= Source records =
....

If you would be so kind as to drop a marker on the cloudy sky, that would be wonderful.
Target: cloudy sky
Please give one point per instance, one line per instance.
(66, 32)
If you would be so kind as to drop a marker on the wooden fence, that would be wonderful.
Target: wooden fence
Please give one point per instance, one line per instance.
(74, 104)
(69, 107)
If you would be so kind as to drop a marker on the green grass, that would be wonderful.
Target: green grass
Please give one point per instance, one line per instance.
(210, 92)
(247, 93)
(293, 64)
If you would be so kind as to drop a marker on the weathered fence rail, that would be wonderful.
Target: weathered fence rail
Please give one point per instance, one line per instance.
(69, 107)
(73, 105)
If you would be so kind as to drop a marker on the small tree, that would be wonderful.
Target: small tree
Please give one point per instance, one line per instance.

....

= Exercise objective =
Starting from the top of the records and ending at the line that contains "Target: green grass", repeat each line exactly and return only those lines.

= Task output =
If you would be so kind as to drop a marker on the cloudy sky, that would be wonderful.
Target: cloudy sky
Please give one point per instance, one line per instance.
(66, 32)
If you would be so kind as to drop a marker on the wooden fence, that would be wonderful.
Target: wooden fence
Please give one point per instance, one line per instance.
(74, 104)
(69, 107)
If you would be so kind as to drop a marker on the green grass, that would be wonderful.
Target: green grass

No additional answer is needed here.